**Text segment:**
- Lankaran Uprising: Part of Red Army invasion of Azerbaijan
| Date | July 1920 – February 1922 |
| Location | Astara, Lerik, and Lankaran, Azerbaijani SSR, Soviet Union |
| Result | Soviet victory |

Belligerents
- Russian SFSR Azerbaijani SSR: Azerbaijani guerrillas

Commanders and leaders
- Mikhail Levandovsky Matvei Vasilenko Anatoli Gekker Anastas Mikoyan: Yusuf Cemal Bey Najafgulu Khan Shahveran Ahmed Khan Atakhan Rashid Khan
- Units involved: Red Army 11th Army (until 1921); Naval Forces

Strength
- At least 3 regiments; 1 cruiser ship; 2 destroyer ships; 5 transport ships;: At least 10 detachments

Casualties and losses
- At least 196 killed; At least 153 wounded;: Unknown

= Lankaran Uprisings =

Armed uprisings in Azerbaijan against the Bolsheviks

The Lankaran Uprisings (Lənkəran üsyanları) were a series of several armed uprisings in the southern districts of Azerbaijan against the Soviet regime starting from July 1920. The early attempts of rebellion were successful, bringing crushing blows upon the local Soviet forces and taking control of many districts in the southernmost districts of the Azerbaijani SSR. But additional Soviet forces were sent to the region via Baku in 1921 and the guerillas couldn't compete with the Soviet naval support from the Caspian Sea. Two more uprisings were commended until 1922, when the Soviet authority finally got full control of the region.

== Background ==
The region is located in the southernmost territories of Azerbaijan, and apart from Azerbaijanis, had a Talysh and Russian population. From 1918 to 1919, the region was the place for the Mughan clashes, between the newly formed Azerbaijani forces, backed by the Caucasian Army of Islam of the Ottoman Empire, and accompanied by the local Talysh volunteers, and the members of the Russian White movement, with the aid of the self-proclaimed Mughan Soviet Republic. The clashes resulted in an Azerbaijani–Talysh victory and Azerbaijani retook the region's control. The Bolsheviks invaded Azerbaijan in April 1920 and formed the Azerbaijani SSR. According to Mehman Suleymanov, the Muslim population of the region was agitated by the Soviet authorities' policies against the local traditions and customs.

Coordinate annotation listing
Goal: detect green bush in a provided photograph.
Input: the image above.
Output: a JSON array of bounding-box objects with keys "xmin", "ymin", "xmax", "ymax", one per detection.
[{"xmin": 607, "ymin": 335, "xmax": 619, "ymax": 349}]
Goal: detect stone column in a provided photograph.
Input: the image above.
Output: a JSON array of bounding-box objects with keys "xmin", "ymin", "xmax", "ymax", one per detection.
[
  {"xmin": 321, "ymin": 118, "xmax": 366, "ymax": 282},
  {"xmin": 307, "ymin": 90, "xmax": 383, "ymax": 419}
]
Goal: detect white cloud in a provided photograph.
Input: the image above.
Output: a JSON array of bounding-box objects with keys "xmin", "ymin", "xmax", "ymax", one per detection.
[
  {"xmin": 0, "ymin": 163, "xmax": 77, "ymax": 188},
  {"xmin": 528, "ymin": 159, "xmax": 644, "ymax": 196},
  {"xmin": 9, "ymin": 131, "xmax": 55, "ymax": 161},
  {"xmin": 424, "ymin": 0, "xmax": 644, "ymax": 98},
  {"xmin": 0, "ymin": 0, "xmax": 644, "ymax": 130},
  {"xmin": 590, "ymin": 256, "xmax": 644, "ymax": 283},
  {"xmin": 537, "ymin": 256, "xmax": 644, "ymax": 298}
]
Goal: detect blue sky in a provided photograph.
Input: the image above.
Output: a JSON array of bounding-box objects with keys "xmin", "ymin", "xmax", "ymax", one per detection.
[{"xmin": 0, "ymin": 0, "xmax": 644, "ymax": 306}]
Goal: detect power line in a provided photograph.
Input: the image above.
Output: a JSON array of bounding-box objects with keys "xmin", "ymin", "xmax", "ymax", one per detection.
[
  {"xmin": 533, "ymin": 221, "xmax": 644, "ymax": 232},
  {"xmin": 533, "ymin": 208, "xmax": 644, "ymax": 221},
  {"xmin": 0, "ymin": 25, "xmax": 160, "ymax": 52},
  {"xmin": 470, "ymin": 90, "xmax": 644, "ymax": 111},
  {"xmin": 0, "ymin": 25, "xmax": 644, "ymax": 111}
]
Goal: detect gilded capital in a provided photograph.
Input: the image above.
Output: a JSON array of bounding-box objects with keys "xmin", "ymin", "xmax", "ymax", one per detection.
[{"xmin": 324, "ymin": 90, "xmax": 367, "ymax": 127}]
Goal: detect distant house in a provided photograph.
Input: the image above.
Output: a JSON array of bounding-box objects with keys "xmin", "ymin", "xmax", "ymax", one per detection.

**Stated exercise:**
Print everything in the account of the Lankaran Uprisings from "Casualties and losses" down to "of the region.". This listing has no connection to the account of the Lankaran Uprisings.

**Written solution:**
Casualties and losses
- At least 196 killed; At least 153 wounded;: Unknown

= Lankaran Uprisings =

Armed uprisings in Azerbaijan against the Bolsheviks

The Lankaran Uprisings (Lənkəran üsyanları) were a series of several armed uprisings in the southern districts of Azerbaijan against the Soviet regime starting from July 1920. The early attempts of rebellion were successful, bringing crushing blows upon the local Soviet forces and taking control of many districts in the southernmost districts of the Azerbaijani SSR. But additional Soviet forces were sent to the region via Baku in 1921 and the guerillas couldn't compete with the Soviet naval support from the Caspian Sea. Two more uprisings were commended until 1922, when the Soviet authority finally got full control of the region.